Which of the lines below contain the string "indicate"? Copy each one.

Point localization data
========================================================================

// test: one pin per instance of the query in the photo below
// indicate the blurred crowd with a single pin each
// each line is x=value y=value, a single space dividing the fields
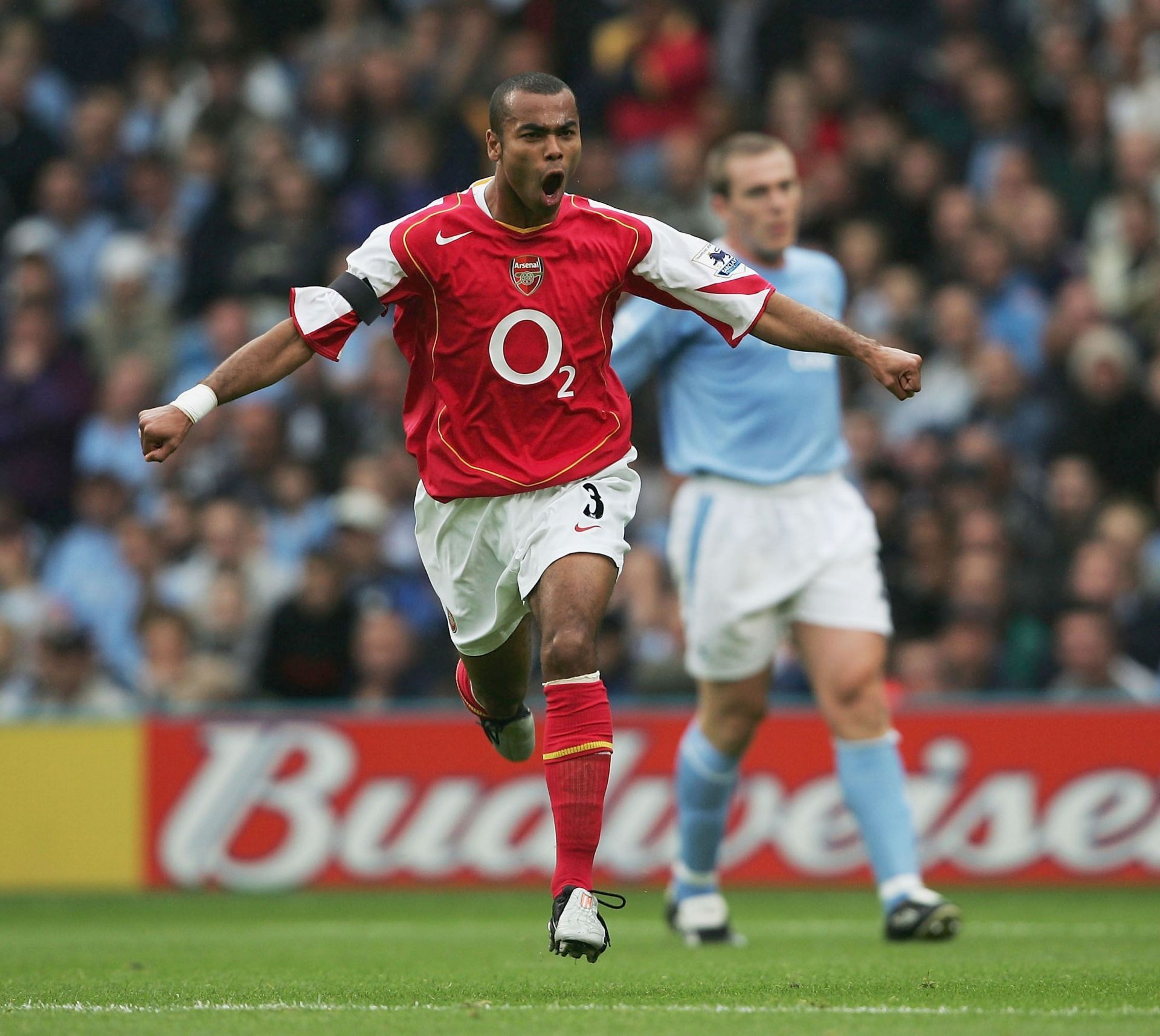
x=987 y=175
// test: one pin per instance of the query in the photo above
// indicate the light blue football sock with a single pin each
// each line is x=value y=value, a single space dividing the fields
x=706 y=779
x=875 y=787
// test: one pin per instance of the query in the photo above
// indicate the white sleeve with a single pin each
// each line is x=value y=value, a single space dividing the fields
x=324 y=317
x=686 y=273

========================================================================

:: COMPLETED TASK ::
// indicate the blurred crowd with a single pin each
// indicate the light blue football sock with a single pin each
// indicate the white sleeve with a single pin each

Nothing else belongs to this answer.